((
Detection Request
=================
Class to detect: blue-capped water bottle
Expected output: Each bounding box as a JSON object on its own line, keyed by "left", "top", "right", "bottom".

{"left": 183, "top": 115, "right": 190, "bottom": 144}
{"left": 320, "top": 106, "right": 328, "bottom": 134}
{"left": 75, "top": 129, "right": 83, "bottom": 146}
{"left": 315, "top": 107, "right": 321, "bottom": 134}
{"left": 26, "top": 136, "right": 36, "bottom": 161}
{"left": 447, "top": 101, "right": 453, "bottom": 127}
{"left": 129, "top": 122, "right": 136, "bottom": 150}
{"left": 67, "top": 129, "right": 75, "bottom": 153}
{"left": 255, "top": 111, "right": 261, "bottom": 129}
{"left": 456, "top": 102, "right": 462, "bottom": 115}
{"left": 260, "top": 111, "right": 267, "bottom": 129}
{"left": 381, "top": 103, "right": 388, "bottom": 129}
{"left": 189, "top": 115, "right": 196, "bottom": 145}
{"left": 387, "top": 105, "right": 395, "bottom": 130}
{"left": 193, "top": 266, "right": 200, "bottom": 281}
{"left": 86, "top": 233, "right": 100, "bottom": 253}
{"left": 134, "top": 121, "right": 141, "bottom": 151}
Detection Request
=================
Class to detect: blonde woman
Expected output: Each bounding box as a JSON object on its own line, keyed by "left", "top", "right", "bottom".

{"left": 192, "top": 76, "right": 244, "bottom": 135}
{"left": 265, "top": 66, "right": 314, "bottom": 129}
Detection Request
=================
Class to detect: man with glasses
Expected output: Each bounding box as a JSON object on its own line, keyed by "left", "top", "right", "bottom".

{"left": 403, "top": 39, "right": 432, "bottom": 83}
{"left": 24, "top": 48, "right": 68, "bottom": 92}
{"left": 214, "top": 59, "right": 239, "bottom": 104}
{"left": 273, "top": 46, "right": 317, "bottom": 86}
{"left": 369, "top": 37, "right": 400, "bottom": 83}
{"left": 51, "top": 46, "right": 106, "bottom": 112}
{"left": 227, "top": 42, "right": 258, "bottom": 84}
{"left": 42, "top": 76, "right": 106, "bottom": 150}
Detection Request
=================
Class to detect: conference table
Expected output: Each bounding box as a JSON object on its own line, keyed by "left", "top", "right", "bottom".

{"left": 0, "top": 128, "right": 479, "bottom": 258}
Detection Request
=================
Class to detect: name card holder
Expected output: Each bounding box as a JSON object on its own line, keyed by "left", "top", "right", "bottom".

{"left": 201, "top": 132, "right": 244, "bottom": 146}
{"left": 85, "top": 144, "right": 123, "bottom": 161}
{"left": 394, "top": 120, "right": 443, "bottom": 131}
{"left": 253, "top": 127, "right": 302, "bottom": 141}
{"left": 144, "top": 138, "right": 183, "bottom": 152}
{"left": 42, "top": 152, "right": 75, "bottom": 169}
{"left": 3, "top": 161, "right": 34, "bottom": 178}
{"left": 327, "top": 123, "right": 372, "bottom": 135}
))
__TASK DIRECTIONS__
Restate the data word for word. Begin at its first line, end at the line that contains "Class to detect: blonde woman", and include both.

__PROBLEM SOLUTION__
Detection Request
=================
Class to detect: blue-capped water bottle
Expected output: Each bounding box as a JSON object on its own line, keyed by "left", "top", "right", "bottom".

{"left": 183, "top": 115, "right": 190, "bottom": 144}
{"left": 320, "top": 106, "right": 328, "bottom": 134}
{"left": 75, "top": 129, "right": 83, "bottom": 146}
{"left": 315, "top": 107, "right": 321, "bottom": 134}
{"left": 26, "top": 136, "right": 36, "bottom": 161}
{"left": 447, "top": 101, "right": 453, "bottom": 127}
{"left": 129, "top": 122, "right": 136, "bottom": 150}
{"left": 67, "top": 129, "right": 75, "bottom": 153}
{"left": 255, "top": 111, "right": 261, "bottom": 129}
{"left": 456, "top": 102, "right": 462, "bottom": 115}
{"left": 260, "top": 111, "right": 267, "bottom": 129}
{"left": 381, "top": 103, "right": 388, "bottom": 129}
{"left": 189, "top": 115, "right": 196, "bottom": 145}
{"left": 387, "top": 105, "right": 395, "bottom": 130}
{"left": 193, "top": 266, "right": 200, "bottom": 281}
{"left": 86, "top": 233, "right": 100, "bottom": 253}
{"left": 134, "top": 121, "right": 141, "bottom": 151}
Detection Request
=================
Class to detect: blonde woman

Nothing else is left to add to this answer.